Stated task: Both the line containing "Could you kindly annotate the white tail" and the last line of the listing are included: write out exactly the lines from one to the other.

___

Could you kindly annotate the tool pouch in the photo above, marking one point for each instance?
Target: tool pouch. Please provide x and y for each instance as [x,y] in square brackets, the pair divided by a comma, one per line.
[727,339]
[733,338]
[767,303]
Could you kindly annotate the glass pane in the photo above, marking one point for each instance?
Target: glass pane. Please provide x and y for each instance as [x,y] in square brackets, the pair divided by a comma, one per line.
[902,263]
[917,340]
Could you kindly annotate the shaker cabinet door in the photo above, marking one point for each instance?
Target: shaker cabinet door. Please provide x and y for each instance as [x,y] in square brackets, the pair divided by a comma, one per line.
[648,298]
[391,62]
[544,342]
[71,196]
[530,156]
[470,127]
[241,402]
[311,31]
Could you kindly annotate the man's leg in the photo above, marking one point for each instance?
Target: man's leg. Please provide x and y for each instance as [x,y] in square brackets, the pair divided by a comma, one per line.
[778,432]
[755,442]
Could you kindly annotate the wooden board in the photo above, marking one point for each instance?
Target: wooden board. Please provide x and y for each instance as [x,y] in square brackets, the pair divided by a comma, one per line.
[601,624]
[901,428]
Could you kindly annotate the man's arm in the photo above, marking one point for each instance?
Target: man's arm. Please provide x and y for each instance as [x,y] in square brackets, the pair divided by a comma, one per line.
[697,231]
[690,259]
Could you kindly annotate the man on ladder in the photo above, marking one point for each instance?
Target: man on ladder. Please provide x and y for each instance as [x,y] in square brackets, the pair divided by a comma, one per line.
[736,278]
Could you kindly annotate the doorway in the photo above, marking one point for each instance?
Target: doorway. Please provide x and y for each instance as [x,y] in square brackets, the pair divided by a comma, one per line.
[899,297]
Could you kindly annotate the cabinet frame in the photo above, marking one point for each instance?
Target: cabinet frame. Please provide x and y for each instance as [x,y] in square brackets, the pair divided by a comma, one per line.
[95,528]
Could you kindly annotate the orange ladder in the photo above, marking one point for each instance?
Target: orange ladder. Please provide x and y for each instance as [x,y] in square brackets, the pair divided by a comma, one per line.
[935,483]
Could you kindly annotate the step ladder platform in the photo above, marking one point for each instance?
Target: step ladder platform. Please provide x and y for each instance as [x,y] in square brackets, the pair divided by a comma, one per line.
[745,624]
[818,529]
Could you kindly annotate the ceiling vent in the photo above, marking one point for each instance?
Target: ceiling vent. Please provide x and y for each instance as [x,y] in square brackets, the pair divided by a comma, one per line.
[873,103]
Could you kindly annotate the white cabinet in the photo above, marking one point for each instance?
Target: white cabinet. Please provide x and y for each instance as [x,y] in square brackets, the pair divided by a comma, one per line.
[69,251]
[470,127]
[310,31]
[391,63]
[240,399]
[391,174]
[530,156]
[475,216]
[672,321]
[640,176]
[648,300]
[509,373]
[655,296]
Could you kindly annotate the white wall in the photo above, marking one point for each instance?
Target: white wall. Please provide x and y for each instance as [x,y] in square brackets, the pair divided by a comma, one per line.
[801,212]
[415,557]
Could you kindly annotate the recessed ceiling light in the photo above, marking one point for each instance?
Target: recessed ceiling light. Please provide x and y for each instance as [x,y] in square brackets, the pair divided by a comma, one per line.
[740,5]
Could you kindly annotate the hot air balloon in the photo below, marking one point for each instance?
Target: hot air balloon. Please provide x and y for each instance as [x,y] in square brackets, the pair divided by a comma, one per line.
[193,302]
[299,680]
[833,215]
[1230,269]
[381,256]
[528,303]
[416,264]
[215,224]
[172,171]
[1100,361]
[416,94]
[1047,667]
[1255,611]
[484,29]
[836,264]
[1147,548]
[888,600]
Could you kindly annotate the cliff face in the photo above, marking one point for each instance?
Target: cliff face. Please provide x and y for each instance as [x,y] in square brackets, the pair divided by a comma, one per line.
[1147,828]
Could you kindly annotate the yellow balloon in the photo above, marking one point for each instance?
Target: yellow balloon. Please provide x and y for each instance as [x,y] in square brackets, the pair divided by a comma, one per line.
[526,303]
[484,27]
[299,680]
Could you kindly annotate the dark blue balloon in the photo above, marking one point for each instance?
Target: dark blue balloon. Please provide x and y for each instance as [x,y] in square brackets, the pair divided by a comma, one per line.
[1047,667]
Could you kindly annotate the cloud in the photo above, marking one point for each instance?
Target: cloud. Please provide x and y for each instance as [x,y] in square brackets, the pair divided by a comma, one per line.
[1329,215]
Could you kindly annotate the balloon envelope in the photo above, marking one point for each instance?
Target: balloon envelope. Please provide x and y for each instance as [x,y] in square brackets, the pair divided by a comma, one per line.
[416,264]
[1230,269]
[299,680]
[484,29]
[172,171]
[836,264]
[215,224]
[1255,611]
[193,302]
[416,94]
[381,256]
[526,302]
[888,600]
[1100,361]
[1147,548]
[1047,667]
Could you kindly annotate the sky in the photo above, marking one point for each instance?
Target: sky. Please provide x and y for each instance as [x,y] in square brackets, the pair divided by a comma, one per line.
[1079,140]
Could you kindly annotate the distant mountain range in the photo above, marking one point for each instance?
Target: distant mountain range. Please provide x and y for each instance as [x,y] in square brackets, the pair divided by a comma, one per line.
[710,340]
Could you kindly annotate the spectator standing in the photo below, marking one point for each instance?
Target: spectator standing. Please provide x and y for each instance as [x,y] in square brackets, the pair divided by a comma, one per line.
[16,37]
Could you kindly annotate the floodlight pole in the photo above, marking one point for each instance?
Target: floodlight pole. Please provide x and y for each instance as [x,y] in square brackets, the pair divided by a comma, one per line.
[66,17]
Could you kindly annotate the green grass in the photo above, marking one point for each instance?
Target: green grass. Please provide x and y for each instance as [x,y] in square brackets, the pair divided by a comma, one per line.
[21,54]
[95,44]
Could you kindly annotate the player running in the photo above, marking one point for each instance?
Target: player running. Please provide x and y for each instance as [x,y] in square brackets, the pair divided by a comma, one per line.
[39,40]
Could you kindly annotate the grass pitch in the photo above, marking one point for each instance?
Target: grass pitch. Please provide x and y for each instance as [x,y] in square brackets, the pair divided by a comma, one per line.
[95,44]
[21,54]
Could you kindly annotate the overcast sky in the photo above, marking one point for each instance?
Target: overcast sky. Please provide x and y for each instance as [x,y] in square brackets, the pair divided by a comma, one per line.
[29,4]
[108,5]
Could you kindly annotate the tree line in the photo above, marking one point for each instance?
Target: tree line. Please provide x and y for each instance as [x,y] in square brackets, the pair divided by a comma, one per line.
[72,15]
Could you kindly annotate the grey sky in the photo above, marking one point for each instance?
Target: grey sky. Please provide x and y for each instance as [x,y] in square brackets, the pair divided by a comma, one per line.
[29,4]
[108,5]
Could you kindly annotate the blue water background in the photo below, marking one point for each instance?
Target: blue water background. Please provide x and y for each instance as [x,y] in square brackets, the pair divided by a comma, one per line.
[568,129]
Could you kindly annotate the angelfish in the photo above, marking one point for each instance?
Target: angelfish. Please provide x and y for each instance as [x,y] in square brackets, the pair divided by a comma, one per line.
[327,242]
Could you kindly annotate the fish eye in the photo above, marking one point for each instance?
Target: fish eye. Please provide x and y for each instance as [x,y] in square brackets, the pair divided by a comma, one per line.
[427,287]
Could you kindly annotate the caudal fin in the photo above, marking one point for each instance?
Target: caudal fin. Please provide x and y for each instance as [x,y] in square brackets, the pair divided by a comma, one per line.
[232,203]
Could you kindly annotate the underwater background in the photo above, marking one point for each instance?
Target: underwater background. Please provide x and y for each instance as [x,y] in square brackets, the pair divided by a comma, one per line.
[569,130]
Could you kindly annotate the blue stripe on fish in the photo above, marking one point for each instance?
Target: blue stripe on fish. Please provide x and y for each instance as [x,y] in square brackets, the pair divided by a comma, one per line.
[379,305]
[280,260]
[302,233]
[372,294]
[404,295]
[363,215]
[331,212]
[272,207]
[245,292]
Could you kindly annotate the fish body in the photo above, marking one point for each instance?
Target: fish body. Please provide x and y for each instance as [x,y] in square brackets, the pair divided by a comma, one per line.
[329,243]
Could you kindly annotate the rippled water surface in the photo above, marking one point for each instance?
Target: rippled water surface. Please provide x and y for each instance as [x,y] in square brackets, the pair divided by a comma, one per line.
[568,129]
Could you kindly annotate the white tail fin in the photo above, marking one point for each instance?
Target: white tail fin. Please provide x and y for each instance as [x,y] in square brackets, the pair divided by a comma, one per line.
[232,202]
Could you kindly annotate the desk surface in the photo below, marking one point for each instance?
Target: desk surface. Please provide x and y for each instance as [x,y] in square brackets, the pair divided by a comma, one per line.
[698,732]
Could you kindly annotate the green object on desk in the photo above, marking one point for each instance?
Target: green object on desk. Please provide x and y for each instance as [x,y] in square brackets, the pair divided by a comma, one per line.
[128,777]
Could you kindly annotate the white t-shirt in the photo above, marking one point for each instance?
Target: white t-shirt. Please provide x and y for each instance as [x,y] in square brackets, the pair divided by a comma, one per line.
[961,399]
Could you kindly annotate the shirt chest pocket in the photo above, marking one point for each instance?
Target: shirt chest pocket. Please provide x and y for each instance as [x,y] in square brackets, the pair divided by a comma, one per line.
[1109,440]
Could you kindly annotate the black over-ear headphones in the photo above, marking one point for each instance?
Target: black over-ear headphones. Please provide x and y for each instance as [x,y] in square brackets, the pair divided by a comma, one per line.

___

Solution:
Could you kindly annotate the white tail fin in the photo above, marking one point for each instance?
Target: white tail fin. Please provide x and y for each instance as [x,y] in square brackets, the pair divided by a comma, one per line.
[232,202]
Could you kindly annotate the desk surface in the photo below, marking one point for each instance?
Target: desk surface. Please provide x and y for each instance as [x,y] in square brackets, the pair divided by a comma, one per line.
[698,732]
Could you kindly annotate the green object on desk in the photo above, marking one point for each instance?
Target: green object on desk. Please provide x and y for each instance as [x,y] in square brackets, the pair divided by a comma, one per line.
[128,777]
Could you kindly annotate the white t-shirt in the photo above, marking one point for each instance?
Target: white t-shirt. Please provide x and y for each instance as [x,y] in square brackets, the pair divided by a comma, one per line.
[961,399]
Could you kindly annotate the shirt chest pocket in the photo above, marking one point for each instance?
Target: shirt chest pocket. Please provide x and y for each instance as [x,y] in square brackets, the pair divided by a comma, one per line.
[1109,440]
Could you kindly annotate the black over-ear headphones in the photo above, marking one point for each instance?
Target: black over-ear headphones. Please provide x and y for each instance as [x,y] in square brackets, the pair divided by a comma, one per line.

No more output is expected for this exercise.